▶ _What to work on_: Put the items from the line with "[tag] green pepper skin" up to and including the line with "(331, 313), (364, 334)" into a Markdown table with the columns Row and Line, giving each line a row number and skipping blank lines.

Rows from a box-labeling dataset:
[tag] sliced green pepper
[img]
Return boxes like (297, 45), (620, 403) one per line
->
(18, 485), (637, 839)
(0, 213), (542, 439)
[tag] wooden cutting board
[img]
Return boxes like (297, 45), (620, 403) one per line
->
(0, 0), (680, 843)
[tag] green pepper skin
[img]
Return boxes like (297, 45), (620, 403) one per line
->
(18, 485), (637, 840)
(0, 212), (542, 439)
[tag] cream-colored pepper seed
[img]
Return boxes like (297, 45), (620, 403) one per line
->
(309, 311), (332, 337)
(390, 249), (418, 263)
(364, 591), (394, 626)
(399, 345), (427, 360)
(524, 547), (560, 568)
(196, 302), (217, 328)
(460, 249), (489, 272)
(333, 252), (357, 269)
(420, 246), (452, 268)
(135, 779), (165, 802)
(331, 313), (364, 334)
==
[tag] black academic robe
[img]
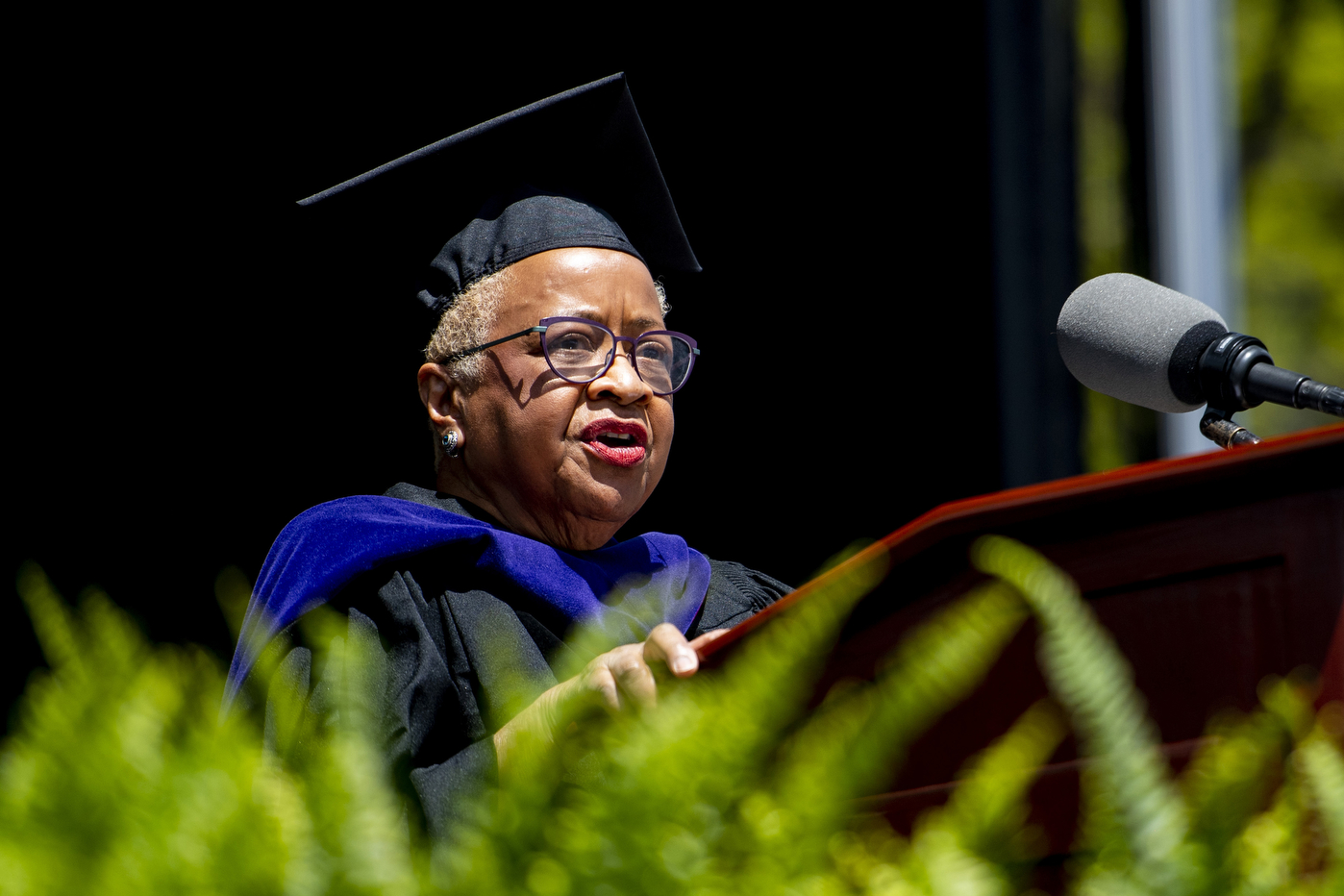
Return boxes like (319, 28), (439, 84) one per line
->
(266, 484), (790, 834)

▶ _The solution_:
| Row | Line |
|---|---|
| 1 | [tag] green pepper skin |
| 2 | [img] |
| 3 | Return boxes like (297, 45), (620, 403) one per line |
| 4 | -> |
| 5 | (18, 485), (637, 840) |
| 6 | (0, 212), (542, 439) |
| 7 | [tag] cream-colored pepper seed |
| 8 | [img] |
| 9 | Return boxes like (297, 45), (620, 403) one per line |
| 10 | -> |
| 11 | (309, 311), (332, 337) |
| 12 | (390, 249), (418, 263) |
| 13 | (364, 591), (394, 626) |
| 14 | (399, 345), (427, 360) |
| 15 | (524, 547), (560, 568) |
| 16 | (196, 302), (217, 328) |
| 17 | (460, 249), (489, 272) |
| 18 | (333, 252), (357, 269) |
| 19 | (420, 246), (452, 268) |
| 20 | (135, 779), (165, 802) |
| 21 | (331, 313), (364, 334) |